Records excerpted from a collection:
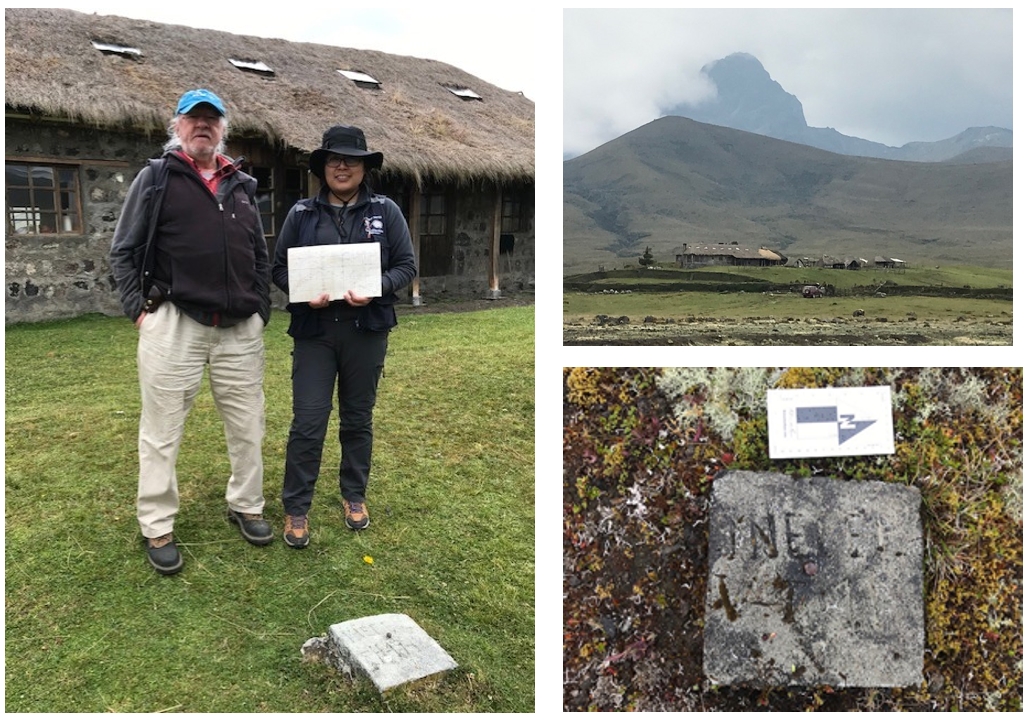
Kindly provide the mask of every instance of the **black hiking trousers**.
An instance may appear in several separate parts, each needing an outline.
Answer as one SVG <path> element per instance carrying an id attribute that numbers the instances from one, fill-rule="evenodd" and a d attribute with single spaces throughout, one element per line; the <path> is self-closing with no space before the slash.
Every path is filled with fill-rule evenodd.
<path id="1" fill-rule="evenodd" d="M 322 314 L 323 333 L 294 339 L 293 422 L 286 444 L 282 501 L 287 515 L 306 516 L 322 466 L 333 391 L 340 409 L 340 494 L 365 501 L 372 465 L 372 410 L 389 331 L 364 331 L 353 317 Z"/>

● **Work to be completed**:
Produce an exact repeat of the lines from the one containing "An instance may" through the last line of the data, and nothing more.

● **Written answer**:
An instance may appear in several separate parts, each needing an outline.
Answer as one SVG <path> element per instance carrying an id attribute that numbers the instances from one, fill-rule="evenodd" and a d attribute with single spaces throughout, one element per line; the <path> is self-closing with no space before the slash.
Every path is filled with fill-rule evenodd.
<path id="1" fill-rule="evenodd" d="M 322 314 L 323 333 L 294 339 L 293 422 L 286 444 L 282 501 L 287 515 L 306 516 L 322 466 L 333 391 L 340 409 L 340 494 L 365 501 L 372 465 L 372 410 L 389 331 L 364 331 L 353 317 Z"/>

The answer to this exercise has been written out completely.